• **Problem statement**
Please pull out every line in the entries below that contains the word "blue" and copy each of those lines unchanged.

•••••

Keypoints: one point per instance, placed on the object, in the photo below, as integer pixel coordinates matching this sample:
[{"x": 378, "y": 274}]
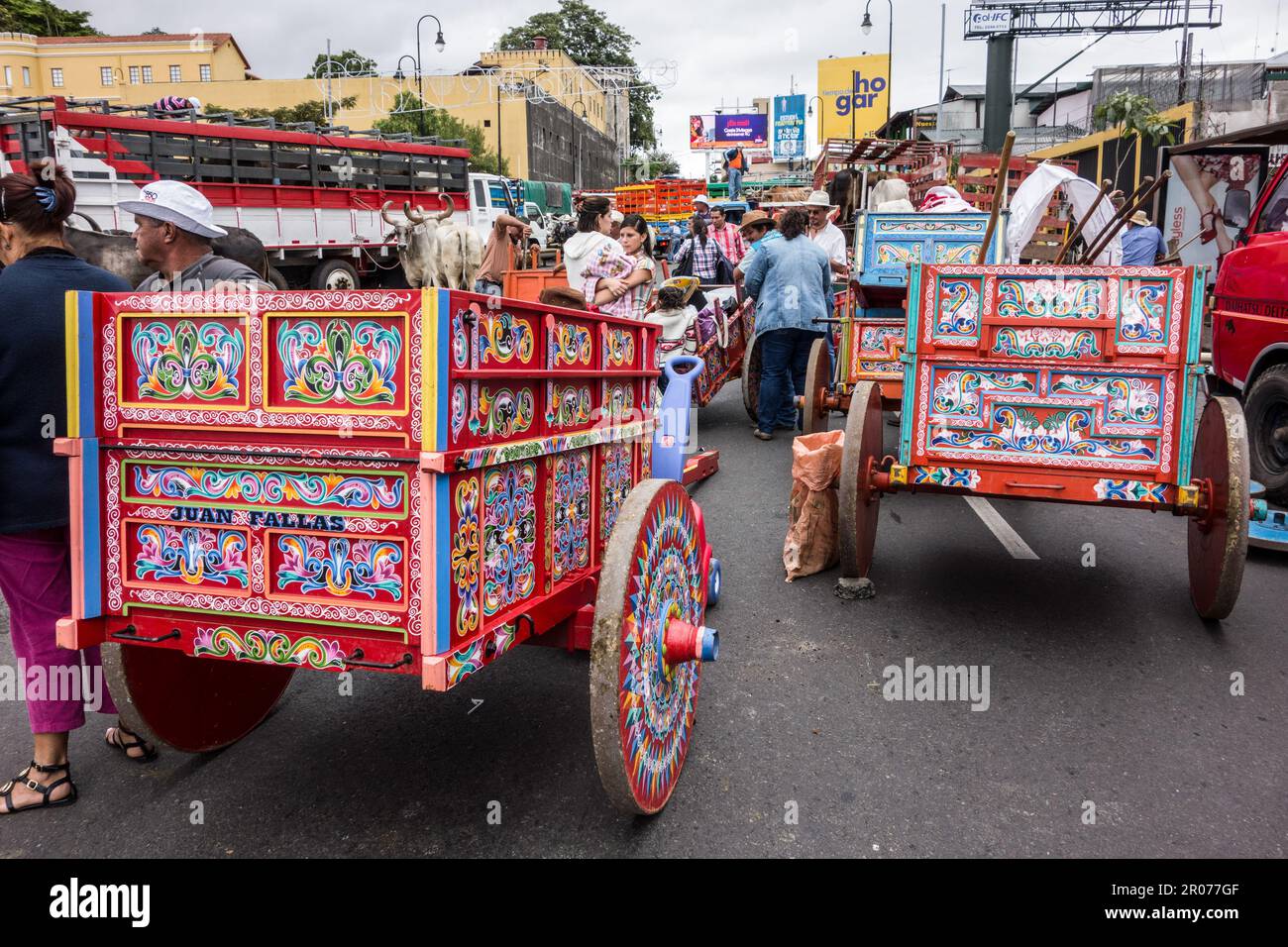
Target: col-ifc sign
[{"x": 854, "y": 90}]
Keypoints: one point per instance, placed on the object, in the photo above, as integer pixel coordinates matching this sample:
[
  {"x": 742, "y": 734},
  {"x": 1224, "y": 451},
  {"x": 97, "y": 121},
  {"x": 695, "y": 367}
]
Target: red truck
[{"x": 1249, "y": 334}]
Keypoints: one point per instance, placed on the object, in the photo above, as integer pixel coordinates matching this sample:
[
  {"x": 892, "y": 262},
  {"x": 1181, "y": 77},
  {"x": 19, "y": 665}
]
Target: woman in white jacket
[{"x": 593, "y": 224}]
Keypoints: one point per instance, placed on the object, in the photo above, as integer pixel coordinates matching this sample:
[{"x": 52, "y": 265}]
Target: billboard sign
[
  {"x": 743, "y": 129},
  {"x": 855, "y": 91},
  {"x": 789, "y": 127}
]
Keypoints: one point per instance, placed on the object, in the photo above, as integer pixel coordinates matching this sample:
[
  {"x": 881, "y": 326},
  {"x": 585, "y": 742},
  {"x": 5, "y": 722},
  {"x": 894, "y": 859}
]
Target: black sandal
[
  {"x": 150, "y": 753},
  {"x": 46, "y": 802}
]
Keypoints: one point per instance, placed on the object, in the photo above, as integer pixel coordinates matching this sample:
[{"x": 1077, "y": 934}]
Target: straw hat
[{"x": 756, "y": 217}]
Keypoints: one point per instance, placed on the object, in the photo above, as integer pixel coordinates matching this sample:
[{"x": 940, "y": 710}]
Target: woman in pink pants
[{"x": 35, "y": 557}]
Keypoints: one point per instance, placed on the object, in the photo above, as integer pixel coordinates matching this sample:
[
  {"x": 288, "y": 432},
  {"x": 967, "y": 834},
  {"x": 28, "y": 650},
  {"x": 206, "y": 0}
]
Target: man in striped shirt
[{"x": 728, "y": 236}]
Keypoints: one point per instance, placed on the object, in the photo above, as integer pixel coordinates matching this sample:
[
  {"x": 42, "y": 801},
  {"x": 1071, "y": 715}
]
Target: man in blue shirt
[{"x": 1142, "y": 244}]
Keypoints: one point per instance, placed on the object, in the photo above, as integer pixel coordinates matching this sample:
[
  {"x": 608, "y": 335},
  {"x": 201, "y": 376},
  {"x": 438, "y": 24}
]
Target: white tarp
[{"x": 1031, "y": 198}]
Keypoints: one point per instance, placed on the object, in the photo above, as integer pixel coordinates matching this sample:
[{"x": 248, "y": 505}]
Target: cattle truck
[{"x": 313, "y": 196}]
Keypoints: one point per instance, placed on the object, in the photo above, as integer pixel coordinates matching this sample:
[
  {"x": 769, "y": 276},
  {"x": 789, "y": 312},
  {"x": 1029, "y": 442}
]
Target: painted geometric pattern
[
  {"x": 339, "y": 566},
  {"x": 572, "y": 512},
  {"x": 957, "y": 309},
  {"x": 194, "y": 554},
  {"x": 501, "y": 411},
  {"x": 188, "y": 361},
  {"x": 570, "y": 346},
  {"x": 1142, "y": 311},
  {"x": 657, "y": 702},
  {"x": 269, "y": 648},
  {"x": 502, "y": 339},
  {"x": 343, "y": 364},
  {"x": 509, "y": 535},
  {"x": 957, "y": 390},
  {"x": 568, "y": 405},
  {"x": 1046, "y": 342},
  {"x": 269, "y": 487},
  {"x": 1138, "y": 491},
  {"x": 614, "y": 471},
  {"x": 945, "y": 476},
  {"x": 465, "y": 554},
  {"x": 1064, "y": 299}
]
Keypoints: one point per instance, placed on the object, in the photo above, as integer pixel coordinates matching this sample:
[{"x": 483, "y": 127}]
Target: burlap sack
[{"x": 811, "y": 532}]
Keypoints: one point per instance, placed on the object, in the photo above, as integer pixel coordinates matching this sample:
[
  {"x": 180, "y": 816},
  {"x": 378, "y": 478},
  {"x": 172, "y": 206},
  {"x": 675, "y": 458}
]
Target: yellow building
[{"x": 550, "y": 119}]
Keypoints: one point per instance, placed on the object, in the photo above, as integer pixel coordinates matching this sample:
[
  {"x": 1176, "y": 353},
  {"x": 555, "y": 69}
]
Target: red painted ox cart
[
  {"x": 403, "y": 482},
  {"x": 1067, "y": 384}
]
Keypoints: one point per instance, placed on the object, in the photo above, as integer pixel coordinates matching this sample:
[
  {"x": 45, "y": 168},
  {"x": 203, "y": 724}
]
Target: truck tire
[
  {"x": 335, "y": 274},
  {"x": 1265, "y": 406}
]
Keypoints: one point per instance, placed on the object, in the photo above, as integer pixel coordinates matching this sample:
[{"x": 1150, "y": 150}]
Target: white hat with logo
[{"x": 178, "y": 204}]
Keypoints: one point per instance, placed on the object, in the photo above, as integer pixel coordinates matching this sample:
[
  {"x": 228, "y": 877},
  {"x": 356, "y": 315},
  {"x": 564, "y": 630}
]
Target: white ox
[{"x": 458, "y": 249}]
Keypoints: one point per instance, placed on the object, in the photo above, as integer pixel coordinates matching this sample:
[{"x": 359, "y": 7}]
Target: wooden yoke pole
[{"x": 999, "y": 195}]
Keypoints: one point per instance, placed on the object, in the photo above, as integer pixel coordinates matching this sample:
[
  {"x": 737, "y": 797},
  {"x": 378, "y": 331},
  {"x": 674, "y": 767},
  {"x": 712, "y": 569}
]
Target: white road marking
[{"x": 1017, "y": 547}]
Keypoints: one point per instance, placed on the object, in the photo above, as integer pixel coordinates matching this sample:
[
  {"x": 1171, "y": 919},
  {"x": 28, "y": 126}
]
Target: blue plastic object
[{"x": 671, "y": 433}]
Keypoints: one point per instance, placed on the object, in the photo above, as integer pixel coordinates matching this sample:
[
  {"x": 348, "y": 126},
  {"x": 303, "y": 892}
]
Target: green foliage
[
  {"x": 312, "y": 111},
  {"x": 1134, "y": 116},
  {"x": 590, "y": 39},
  {"x": 44, "y": 18},
  {"x": 348, "y": 62},
  {"x": 406, "y": 116}
]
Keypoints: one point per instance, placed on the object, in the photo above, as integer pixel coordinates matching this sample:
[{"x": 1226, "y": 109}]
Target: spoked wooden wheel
[
  {"x": 816, "y": 379},
  {"x": 647, "y": 648},
  {"x": 859, "y": 505},
  {"x": 751, "y": 379},
  {"x": 1219, "y": 536},
  {"x": 193, "y": 703}
]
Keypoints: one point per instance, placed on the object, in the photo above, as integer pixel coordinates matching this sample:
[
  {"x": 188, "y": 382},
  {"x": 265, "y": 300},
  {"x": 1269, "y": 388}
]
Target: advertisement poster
[
  {"x": 743, "y": 129},
  {"x": 854, "y": 90},
  {"x": 789, "y": 127},
  {"x": 1210, "y": 198}
]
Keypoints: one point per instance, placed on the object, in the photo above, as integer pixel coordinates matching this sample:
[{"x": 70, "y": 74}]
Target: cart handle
[
  {"x": 129, "y": 634},
  {"x": 356, "y": 660}
]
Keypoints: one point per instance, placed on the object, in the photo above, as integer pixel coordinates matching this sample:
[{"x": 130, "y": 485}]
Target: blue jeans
[{"x": 784, "y": 363}]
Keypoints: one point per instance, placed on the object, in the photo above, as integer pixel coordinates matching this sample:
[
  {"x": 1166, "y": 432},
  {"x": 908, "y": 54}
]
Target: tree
[
  {"x": 404, "y": 116},
  {"x": 349, "y": 62},
  {"x": 44, "y": 18},
  {"x": 312, "y": 111},
  {"x": 590, "y": 39}
]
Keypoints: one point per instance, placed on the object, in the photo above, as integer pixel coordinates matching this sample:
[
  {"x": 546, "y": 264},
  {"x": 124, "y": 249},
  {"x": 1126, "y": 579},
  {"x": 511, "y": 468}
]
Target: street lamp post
[{"x": 867, "y": 29}]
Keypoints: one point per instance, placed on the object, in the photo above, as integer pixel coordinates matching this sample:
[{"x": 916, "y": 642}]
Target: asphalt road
[{"x": 1104, "y": 688}]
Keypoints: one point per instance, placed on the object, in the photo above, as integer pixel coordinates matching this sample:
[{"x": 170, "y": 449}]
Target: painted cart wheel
[
  {"x": 858, "y": 504},
  {"x": 193, "y": 703},
  {"x": 1219, "y": 539},
  {"x": 751, "y": 379},
  {"x": 816, "y": 377},
  {"x": 642, "y": 707}
]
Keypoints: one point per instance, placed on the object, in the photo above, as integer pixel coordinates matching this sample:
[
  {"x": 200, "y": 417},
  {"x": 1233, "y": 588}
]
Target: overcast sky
[{"x": 724, "y": 53}]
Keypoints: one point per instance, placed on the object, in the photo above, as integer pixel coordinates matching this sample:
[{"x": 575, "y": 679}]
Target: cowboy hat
[
  {"x": 756, "y": 217},
  {"x": 686, "y": 283}
]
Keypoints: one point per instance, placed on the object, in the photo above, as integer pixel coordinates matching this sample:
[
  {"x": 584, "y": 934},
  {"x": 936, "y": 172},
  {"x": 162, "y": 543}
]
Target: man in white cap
[
  {"x": 1142, "y": 243},
  {"x": 827, "y": 235},
  {"x": 172, "y": 228}
]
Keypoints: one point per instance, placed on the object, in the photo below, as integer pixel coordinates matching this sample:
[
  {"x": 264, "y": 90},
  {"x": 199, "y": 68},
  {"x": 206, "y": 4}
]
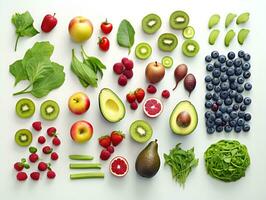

•••••

• **Answer to this task**
Target: man in blue shirt
Target: blue plastic object
Target: blue jeans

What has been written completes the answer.